EXERCISE DETAILS
Below are entries; print them exactly from the first line through the one containing "point(193, 137)".

RECORD EXCERPTS

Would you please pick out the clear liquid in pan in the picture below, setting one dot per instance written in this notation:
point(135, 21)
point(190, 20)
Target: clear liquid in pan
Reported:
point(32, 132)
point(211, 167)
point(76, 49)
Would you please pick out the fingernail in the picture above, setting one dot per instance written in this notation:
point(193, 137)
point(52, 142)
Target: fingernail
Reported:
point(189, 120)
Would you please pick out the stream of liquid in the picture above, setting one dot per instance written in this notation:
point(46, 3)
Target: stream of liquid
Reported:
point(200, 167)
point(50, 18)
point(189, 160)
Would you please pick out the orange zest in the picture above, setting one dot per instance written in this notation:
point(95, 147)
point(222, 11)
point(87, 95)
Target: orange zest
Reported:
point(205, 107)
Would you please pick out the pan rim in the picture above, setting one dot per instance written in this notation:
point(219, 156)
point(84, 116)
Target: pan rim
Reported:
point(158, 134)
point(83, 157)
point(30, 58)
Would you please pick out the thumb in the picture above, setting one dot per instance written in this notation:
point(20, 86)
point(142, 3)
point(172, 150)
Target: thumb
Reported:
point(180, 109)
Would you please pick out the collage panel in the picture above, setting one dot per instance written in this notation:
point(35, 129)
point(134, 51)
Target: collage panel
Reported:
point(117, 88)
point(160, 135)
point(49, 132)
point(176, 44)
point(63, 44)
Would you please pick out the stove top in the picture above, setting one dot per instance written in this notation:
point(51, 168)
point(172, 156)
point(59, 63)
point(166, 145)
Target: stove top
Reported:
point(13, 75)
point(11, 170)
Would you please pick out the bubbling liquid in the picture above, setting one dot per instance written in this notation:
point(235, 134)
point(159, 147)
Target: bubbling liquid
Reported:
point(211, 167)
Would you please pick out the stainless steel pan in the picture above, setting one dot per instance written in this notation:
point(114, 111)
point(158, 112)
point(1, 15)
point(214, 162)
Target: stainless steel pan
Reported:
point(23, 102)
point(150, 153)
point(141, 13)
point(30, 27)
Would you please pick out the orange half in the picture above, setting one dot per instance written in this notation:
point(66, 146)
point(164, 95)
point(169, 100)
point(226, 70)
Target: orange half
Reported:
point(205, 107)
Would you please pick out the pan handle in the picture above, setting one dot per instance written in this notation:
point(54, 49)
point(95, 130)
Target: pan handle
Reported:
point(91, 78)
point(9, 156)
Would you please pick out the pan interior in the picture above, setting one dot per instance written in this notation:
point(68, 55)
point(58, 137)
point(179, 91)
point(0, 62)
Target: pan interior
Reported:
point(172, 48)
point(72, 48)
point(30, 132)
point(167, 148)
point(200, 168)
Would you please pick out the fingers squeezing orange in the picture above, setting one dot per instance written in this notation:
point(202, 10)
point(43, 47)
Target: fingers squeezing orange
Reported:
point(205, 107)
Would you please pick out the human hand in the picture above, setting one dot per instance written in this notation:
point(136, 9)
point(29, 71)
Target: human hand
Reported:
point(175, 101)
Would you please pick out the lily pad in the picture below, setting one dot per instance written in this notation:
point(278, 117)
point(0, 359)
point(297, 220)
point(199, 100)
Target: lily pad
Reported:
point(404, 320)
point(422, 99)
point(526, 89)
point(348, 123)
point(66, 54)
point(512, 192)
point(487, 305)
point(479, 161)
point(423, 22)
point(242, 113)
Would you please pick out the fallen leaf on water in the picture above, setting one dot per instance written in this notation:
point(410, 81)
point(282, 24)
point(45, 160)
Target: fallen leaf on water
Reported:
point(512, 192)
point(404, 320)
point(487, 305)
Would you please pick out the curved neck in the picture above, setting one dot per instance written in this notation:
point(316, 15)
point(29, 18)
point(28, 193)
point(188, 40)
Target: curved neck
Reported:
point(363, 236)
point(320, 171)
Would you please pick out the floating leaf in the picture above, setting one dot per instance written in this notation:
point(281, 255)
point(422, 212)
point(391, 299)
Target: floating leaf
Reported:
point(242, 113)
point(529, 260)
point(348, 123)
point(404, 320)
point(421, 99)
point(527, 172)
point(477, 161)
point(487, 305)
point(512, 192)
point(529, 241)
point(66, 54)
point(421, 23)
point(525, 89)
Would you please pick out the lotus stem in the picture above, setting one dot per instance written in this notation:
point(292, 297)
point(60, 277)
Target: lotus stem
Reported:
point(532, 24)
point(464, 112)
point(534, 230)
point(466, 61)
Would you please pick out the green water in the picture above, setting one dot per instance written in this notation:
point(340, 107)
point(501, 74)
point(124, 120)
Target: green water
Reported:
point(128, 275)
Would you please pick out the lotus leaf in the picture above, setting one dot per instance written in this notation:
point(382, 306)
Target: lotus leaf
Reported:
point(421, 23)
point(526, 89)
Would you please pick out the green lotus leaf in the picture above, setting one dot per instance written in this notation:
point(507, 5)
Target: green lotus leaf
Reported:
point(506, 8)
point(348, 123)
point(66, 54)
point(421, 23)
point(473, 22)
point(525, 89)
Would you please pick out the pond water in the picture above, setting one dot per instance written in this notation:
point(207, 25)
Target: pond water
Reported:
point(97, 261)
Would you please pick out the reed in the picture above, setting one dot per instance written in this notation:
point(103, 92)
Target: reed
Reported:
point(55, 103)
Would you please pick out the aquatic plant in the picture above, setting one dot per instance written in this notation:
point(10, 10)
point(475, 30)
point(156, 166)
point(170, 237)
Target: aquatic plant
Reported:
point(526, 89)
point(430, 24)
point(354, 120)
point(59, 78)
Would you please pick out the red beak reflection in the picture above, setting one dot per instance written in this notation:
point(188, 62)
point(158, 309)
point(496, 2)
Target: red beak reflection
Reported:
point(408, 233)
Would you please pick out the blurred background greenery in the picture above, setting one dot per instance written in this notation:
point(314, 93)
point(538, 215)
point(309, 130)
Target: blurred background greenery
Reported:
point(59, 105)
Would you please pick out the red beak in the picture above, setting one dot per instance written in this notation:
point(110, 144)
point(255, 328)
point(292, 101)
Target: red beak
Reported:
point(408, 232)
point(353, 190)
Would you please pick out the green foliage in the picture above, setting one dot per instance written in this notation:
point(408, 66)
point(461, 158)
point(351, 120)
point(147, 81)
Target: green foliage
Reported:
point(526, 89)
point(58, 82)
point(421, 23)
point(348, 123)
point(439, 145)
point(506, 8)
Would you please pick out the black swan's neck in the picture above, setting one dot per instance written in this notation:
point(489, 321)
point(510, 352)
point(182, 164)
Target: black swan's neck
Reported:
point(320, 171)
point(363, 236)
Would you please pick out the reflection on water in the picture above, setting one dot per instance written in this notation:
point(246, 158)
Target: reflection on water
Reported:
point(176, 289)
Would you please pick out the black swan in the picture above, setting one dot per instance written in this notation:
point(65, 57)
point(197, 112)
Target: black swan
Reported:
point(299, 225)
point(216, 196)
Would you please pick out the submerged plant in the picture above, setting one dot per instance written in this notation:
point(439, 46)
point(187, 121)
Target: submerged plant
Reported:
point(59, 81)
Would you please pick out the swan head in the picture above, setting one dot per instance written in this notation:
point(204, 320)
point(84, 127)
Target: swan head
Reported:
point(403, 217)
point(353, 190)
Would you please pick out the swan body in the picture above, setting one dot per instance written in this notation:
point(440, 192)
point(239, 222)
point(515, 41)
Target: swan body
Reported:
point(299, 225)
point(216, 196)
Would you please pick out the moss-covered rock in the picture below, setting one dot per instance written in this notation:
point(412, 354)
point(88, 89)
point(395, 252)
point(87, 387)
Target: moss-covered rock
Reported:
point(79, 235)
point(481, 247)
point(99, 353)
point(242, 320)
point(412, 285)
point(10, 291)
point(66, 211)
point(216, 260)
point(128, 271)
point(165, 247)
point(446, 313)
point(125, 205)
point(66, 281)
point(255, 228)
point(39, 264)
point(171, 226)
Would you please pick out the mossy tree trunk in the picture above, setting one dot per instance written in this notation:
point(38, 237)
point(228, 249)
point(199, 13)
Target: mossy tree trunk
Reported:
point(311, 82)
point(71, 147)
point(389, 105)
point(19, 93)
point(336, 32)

YOUR RESPONSE
Would you please pick out the clear liquid in pan in the picture below, setting one dot per instance written in this notation:
point(135, 21)
point(190, 20)
Target: clear liquid in pan
Reported:
point(32, 132)
point(211, 167)
point(76, 49)
Would you please pick out the fingernail in the picture above, setting one dot per instance written in this notation:
point(193, 137)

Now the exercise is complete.